STATED TASK: Nothing but the lines from the line with "[mark] unopened bud" through the end of the data is to be copied, and each is to be copied exactly.

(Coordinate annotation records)
§
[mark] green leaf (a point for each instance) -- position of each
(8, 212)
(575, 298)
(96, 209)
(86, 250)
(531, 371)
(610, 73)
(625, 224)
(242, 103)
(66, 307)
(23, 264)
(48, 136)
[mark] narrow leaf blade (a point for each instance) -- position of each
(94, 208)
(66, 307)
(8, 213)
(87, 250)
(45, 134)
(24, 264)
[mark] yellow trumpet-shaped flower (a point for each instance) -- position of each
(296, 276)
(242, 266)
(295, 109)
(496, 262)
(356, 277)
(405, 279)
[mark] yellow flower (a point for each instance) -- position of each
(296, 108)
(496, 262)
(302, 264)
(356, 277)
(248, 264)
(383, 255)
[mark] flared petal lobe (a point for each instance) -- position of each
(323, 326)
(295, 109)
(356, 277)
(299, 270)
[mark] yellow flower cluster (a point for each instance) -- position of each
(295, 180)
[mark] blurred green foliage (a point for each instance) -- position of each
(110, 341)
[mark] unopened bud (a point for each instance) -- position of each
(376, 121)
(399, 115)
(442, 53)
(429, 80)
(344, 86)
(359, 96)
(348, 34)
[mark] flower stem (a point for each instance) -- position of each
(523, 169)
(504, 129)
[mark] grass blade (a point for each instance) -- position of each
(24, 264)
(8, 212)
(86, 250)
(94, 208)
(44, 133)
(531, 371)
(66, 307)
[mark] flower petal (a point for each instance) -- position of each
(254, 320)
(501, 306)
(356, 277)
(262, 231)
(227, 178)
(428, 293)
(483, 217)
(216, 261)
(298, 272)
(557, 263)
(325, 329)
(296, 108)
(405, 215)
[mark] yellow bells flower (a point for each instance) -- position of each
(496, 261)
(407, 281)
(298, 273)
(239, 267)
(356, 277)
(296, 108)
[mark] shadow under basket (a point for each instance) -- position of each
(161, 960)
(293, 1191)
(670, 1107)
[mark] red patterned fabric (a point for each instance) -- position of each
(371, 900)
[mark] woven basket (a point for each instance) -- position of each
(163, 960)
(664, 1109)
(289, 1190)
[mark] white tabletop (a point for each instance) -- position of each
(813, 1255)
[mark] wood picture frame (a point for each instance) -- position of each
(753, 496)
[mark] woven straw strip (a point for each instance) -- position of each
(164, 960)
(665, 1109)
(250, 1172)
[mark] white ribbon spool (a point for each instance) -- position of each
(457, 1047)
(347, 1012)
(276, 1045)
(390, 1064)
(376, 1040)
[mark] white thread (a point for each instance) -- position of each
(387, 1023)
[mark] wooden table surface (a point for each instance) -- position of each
§
SOLUTION TO THIS EXERCISE:
[mark] unopened bud (a point for each instance) -- position of each
(376, 121)
(399, 115)
(442, 53)
(429, 80)
(344, 86)
(359, 96)
(348, 34)
[mark] flower stem (a point for each instance) -- position of each
(523, 169)
(504, 129)
[mark] grass blade (a point for each instance) -- position of each
(24, 264)
(8, 212)
(86, 250)
(94, 208)
(44, 133)
(531, 371)
(66, 307)
[mark] flower petal (a point for each instance) -- position of each
(254, 320)
(501, 306)
(356, 277)
(262, 231)
(227, 178)
(428, 293)
(483, 217)
(216, 261)
(298, 272)
(557, 263)
(325, 329)
(296, 108)
(405, 215)
[mark] yellow bells flower (a point for each instance) -- position of each
(496, 261)
(407, 281)
(298, 273)
(239, 267)
(356, 277)
(296, 108)
[mark] shadow under basket (a point for each instance) -- position of each
(161, 960)
(293, 1191)
(670, 1107)
[mark] red patterned fabric (a point for each instance) -- position of each
(371, 900)
[mark] woven basket (a point for each instance) -- position of each
(163, 960)
(664, 1109)
(289, 1190)
[mark] white tabletop (a point for each instance) -- position of each
(813, 1255)
[mark] wood picture frame (a point for each instance) -- position of each
(753, 496)
[mark] woven straw strip (a point for each instance) -- position of each
(164, 960)
(665, 1109)
(250, 1172)
[mark] white ribbon spool (a point for each instance) -- position of each
(457, 1047)
(347, 1012)
(276, 1045)
(390, 1064)
(376, 1040)
[mark] white thread (a point for each instance) -- position of each
(387, 1023)
[mark] wooden table surface (a point for each instance) -- position of each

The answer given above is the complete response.